[About this exercise]:
Rewrite the lines from the first one up to and including the line containing "positive clicks: (52, 61)", replacing "rough mask" with "coarse mask" and leaving everything else unchanged. Omit the pictures from your answer.

[Raw data]:
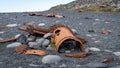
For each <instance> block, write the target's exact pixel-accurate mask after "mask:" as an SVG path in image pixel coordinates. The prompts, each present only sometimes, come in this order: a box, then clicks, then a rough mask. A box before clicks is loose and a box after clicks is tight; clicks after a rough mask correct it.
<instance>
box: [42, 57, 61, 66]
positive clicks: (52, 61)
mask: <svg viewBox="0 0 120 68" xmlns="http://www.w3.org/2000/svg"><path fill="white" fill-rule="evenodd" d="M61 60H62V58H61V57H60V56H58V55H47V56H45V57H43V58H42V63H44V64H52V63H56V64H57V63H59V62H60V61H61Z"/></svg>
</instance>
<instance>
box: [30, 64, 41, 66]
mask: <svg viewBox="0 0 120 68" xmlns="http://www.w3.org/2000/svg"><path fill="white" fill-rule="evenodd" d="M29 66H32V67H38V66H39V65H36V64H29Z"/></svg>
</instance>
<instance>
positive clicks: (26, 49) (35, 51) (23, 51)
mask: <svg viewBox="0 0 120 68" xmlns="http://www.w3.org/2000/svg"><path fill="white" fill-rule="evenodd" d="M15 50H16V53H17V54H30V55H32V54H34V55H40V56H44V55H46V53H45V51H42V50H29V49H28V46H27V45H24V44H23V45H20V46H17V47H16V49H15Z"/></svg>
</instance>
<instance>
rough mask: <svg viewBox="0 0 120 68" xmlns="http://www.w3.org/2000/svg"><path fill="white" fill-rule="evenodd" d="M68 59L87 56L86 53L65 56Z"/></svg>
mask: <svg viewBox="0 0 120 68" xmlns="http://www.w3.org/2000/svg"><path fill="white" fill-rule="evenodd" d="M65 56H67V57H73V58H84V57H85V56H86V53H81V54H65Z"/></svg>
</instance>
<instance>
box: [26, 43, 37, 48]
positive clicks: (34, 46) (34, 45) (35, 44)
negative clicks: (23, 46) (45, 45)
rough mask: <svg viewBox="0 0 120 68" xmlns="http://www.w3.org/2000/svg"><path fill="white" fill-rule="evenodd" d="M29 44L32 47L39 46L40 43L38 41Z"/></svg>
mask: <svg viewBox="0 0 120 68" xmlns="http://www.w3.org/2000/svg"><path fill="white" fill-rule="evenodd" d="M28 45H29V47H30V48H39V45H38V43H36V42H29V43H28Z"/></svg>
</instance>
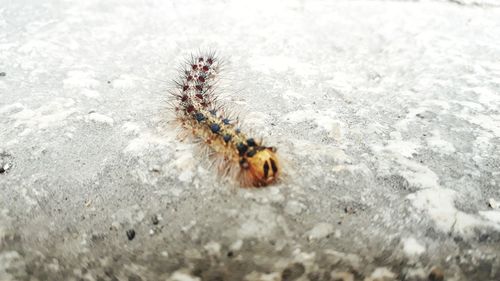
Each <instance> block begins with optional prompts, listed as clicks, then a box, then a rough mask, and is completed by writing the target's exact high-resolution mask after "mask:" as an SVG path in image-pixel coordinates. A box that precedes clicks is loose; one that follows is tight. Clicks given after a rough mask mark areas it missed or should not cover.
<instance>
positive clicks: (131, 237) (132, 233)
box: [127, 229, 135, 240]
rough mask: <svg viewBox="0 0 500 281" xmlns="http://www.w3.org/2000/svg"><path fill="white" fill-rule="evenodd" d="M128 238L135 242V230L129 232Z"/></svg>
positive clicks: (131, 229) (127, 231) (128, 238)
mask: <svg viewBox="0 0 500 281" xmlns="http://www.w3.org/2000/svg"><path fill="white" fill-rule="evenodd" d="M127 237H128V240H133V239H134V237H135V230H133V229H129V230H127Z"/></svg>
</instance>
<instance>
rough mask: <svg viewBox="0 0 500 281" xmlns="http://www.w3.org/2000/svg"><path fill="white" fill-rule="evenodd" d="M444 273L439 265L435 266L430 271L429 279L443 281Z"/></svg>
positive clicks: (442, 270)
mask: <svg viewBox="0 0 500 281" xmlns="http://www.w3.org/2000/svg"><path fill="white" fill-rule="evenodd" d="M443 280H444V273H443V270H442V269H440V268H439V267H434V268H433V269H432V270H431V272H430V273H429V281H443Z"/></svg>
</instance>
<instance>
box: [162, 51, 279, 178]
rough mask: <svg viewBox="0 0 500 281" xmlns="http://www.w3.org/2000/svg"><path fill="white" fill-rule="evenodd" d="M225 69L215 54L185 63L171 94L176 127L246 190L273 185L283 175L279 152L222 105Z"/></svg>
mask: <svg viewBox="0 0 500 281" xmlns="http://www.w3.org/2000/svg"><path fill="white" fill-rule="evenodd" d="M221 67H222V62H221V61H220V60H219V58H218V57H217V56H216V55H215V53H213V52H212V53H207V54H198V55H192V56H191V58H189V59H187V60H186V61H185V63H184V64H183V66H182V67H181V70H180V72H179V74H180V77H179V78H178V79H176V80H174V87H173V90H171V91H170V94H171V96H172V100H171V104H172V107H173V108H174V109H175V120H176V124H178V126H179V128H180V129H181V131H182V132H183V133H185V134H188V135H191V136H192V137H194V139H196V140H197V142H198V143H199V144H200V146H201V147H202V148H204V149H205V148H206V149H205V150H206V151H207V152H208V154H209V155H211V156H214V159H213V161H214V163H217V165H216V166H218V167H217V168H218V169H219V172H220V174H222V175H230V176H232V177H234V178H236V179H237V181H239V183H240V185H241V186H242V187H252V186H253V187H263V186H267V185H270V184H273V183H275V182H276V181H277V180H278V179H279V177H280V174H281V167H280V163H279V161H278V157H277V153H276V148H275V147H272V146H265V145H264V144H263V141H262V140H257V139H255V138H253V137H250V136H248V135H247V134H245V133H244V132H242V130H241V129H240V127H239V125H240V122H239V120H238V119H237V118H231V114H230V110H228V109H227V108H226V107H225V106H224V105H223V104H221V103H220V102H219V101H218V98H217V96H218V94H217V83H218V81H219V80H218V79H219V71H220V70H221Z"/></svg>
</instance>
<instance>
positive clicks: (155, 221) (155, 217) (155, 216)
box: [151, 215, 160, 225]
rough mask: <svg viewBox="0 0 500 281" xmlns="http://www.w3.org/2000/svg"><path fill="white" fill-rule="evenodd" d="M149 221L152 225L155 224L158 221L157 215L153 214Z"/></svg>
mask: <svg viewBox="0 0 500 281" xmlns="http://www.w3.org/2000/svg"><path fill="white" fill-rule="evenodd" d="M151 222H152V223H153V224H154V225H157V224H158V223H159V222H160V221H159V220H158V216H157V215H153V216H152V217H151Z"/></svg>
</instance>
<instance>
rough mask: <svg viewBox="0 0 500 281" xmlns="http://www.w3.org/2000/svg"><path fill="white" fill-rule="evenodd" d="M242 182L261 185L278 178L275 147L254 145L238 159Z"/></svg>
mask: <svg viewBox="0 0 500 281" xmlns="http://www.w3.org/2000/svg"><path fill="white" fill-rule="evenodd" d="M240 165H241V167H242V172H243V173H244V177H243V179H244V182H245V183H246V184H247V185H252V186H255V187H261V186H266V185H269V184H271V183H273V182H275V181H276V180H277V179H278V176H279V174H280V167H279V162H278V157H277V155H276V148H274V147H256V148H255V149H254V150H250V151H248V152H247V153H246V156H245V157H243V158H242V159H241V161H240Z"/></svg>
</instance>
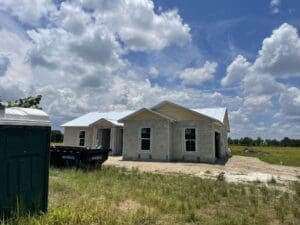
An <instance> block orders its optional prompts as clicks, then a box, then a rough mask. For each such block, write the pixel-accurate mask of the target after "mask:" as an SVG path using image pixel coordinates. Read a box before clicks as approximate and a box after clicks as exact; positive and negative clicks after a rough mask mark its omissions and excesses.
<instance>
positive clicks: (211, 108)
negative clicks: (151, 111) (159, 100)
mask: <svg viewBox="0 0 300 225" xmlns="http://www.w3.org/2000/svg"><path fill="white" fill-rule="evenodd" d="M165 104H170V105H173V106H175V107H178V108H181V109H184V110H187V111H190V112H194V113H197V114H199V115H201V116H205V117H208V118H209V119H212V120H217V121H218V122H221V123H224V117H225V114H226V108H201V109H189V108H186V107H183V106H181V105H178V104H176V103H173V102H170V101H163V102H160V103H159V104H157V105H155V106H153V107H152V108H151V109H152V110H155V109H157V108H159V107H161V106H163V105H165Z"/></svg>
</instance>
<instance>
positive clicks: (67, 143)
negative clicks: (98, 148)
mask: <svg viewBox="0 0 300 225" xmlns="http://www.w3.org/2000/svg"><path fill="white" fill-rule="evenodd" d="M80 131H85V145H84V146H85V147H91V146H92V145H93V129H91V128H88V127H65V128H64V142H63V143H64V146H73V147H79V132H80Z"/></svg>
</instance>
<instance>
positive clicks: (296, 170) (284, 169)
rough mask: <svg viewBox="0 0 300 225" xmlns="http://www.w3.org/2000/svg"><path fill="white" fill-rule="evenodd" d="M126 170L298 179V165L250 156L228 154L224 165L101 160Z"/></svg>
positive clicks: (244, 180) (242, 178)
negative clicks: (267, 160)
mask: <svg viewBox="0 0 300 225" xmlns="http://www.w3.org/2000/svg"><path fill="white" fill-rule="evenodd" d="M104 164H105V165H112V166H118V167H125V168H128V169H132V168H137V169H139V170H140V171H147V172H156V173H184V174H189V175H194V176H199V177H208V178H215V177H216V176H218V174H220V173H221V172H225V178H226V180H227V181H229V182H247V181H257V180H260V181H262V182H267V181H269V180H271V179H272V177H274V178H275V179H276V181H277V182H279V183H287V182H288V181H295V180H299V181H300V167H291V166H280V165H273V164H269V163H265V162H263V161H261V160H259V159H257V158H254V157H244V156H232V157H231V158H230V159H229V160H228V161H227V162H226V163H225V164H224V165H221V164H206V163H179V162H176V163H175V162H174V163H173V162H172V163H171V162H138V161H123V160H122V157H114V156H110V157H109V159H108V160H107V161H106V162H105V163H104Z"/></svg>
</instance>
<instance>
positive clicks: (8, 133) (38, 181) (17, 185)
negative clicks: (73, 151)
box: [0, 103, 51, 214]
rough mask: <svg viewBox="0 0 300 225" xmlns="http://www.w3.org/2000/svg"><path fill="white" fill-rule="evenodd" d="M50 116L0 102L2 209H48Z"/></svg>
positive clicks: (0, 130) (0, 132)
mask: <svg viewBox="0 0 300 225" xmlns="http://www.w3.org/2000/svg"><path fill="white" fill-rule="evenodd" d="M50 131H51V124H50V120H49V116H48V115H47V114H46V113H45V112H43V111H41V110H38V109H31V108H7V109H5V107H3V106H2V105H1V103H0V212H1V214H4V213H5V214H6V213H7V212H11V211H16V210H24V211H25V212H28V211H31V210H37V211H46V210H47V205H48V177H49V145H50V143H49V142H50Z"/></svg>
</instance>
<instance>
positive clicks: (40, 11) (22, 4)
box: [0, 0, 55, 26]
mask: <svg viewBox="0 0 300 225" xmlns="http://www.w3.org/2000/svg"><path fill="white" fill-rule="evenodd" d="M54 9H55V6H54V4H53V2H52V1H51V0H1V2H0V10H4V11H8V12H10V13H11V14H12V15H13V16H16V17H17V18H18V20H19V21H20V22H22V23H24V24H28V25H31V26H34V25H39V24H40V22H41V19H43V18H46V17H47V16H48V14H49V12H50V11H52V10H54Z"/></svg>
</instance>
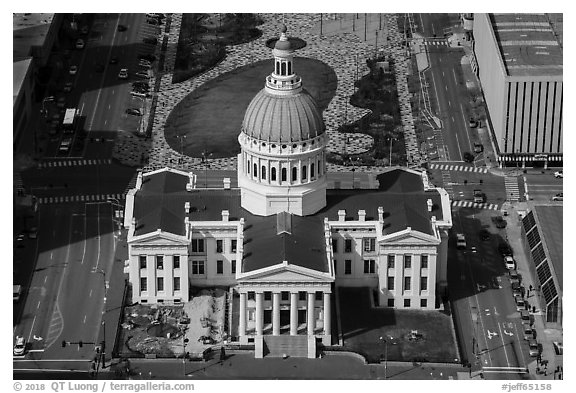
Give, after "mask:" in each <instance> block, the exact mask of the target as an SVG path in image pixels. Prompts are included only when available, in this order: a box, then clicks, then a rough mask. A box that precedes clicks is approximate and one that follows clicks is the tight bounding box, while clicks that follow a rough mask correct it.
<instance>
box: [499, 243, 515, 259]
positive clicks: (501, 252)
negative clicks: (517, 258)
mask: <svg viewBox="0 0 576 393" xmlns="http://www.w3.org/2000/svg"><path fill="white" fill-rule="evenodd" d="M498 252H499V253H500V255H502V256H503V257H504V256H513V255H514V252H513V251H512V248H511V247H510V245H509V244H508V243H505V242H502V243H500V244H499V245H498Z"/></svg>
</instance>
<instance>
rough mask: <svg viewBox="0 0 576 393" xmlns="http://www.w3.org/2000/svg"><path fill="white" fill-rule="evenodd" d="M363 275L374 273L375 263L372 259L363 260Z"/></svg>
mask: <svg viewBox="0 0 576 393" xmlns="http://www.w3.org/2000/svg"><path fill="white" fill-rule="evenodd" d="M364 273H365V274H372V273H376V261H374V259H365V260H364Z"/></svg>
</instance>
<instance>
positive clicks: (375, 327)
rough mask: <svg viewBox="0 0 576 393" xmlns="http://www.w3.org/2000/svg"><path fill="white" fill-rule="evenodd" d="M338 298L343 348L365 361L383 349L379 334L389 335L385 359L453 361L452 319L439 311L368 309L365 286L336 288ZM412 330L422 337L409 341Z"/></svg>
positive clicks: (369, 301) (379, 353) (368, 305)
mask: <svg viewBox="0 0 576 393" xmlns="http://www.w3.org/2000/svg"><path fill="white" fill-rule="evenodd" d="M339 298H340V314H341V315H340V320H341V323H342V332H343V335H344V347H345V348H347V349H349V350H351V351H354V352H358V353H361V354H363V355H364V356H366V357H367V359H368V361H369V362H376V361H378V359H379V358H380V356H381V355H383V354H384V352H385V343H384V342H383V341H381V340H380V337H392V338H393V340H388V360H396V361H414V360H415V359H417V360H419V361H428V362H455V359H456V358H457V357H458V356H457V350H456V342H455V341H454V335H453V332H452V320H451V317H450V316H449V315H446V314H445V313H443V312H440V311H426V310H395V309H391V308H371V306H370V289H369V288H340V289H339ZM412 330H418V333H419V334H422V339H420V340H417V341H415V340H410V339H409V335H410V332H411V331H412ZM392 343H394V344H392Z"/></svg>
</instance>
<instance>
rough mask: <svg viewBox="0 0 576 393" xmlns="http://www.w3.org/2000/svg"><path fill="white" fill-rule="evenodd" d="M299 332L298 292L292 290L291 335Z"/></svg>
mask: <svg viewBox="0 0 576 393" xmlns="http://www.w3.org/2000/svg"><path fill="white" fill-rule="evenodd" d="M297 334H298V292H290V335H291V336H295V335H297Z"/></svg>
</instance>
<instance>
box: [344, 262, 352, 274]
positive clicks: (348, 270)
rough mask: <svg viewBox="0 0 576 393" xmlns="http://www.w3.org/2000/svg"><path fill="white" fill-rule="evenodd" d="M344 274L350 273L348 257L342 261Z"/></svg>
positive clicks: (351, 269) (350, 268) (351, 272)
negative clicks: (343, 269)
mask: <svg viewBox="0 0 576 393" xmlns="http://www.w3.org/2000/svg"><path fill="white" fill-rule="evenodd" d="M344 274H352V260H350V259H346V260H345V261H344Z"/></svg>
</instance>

[Exercise response]:
For each <instance> block, write the target's exact pixel-accurate mask after "mask:" as an SVG path in image pixel coordinates. The prompts, each present only sometimes, come in this order: a box, then clicks, then a coarse mask. A box before clicks is loose and a box after clicks is tight; clicks after a coarse mask correct it.
<instance>
box: [42, 57, 61, 66]
positive clicks: (52, 61)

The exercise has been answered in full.